[RECORDS FOR THE TASK — start]
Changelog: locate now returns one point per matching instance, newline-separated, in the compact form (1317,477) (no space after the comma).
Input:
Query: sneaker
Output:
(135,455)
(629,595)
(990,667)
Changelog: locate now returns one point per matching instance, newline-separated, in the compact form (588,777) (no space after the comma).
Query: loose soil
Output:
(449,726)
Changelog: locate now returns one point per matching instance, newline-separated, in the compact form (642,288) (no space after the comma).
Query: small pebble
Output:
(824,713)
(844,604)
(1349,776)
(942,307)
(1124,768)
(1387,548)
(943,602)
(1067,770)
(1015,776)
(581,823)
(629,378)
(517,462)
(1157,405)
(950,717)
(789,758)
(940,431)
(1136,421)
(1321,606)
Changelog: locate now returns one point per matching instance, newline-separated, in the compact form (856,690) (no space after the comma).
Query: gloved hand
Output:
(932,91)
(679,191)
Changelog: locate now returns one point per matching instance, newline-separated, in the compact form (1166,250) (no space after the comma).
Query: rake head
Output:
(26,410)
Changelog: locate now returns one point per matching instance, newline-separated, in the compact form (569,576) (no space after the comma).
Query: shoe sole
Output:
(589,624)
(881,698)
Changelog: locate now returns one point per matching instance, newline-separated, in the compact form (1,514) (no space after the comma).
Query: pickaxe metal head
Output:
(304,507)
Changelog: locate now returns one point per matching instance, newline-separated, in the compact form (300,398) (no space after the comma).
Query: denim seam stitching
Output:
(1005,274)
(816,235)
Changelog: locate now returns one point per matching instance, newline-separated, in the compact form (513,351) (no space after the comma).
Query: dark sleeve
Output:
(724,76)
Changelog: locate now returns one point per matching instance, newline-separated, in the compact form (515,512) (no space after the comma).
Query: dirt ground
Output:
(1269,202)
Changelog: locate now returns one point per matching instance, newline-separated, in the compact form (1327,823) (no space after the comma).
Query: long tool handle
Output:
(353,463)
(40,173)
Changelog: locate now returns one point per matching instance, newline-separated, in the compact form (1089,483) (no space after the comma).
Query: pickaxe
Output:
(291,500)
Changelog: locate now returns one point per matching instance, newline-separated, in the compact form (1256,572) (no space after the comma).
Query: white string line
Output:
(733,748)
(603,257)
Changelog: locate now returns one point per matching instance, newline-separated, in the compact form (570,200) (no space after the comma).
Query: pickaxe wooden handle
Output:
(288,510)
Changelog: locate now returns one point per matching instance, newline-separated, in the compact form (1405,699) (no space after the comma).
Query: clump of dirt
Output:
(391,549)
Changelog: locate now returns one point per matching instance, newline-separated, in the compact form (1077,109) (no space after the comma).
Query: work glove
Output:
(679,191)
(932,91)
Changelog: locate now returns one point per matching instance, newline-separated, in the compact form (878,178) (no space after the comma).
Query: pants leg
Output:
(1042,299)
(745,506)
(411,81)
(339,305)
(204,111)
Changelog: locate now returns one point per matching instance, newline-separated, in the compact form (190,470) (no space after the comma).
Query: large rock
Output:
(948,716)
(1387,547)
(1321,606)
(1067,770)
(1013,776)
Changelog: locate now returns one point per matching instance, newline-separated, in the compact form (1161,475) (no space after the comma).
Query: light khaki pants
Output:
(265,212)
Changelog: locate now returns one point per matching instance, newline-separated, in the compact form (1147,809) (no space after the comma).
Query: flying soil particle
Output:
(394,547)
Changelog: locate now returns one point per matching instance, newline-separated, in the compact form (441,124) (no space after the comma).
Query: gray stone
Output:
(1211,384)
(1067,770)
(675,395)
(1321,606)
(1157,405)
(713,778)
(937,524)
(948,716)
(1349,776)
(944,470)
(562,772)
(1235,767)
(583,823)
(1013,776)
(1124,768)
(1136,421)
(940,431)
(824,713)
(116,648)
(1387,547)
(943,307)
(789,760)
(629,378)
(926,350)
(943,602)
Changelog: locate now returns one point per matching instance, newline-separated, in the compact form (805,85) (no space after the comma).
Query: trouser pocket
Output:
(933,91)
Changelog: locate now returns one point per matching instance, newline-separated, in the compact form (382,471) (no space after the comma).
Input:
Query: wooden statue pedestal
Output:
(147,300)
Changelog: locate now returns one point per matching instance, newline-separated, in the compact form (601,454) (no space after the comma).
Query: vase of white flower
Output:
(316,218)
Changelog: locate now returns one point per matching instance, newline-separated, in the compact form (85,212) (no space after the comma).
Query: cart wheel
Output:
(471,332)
[RECORDS FOR THE TASK — finish]
**WORK INSTRUCTION:** Looking through the data above, copy out each line in which the string "soil" occurs.

**REPLY TO THE TASK:**
Query: loose soil
Query: flying soil particle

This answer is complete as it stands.